* **Task brief**:
Copy the records word for word, starting at the first line and ending with the line that contains "Does any desert shrub appear in this picture?", including that line.

* **Records for this task**:
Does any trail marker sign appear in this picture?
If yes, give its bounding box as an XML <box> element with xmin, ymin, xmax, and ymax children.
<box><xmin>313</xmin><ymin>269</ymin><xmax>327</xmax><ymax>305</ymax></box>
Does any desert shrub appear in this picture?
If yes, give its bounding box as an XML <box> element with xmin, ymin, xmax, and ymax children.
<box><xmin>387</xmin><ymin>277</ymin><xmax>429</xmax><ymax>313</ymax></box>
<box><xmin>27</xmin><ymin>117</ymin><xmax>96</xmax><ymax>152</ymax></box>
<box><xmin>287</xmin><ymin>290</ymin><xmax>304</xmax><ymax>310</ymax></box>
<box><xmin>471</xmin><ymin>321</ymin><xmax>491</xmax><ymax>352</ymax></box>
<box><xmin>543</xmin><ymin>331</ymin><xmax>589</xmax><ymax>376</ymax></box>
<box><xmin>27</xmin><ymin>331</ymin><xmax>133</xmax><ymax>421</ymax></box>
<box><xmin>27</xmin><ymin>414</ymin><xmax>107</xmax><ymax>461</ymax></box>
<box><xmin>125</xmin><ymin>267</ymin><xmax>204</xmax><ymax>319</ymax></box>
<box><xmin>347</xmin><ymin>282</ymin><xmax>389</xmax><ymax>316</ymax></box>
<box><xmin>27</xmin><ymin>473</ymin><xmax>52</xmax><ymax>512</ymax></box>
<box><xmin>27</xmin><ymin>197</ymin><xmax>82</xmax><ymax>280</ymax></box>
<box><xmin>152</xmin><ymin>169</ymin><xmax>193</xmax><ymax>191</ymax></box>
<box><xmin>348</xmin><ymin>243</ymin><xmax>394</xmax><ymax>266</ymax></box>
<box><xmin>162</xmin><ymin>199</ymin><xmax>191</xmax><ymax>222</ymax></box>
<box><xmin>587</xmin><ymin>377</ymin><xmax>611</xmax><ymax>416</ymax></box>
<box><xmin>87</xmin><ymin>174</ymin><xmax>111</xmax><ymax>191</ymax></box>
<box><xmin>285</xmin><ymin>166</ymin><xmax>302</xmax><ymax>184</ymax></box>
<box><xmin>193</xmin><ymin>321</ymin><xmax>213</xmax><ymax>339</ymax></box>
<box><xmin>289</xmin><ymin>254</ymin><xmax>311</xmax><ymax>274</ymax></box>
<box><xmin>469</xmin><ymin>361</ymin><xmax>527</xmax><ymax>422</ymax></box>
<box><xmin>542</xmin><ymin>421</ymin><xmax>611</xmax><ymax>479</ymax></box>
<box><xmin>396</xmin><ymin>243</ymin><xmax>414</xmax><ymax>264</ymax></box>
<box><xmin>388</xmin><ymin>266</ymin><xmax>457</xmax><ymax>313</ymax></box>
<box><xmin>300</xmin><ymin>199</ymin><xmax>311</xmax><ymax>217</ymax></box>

* **Answer to this task**:
Does any trail marker sign appear in this picture?
If yes, give its bounding box as an XML <box> element with xmin, ymin, xmax, and ymax children.
<box><xmin>313</xmin><ymin>269</ymin><xmax>327</xmax><ymax>305</ymax></box>
Does any desert shrub appear in this picture?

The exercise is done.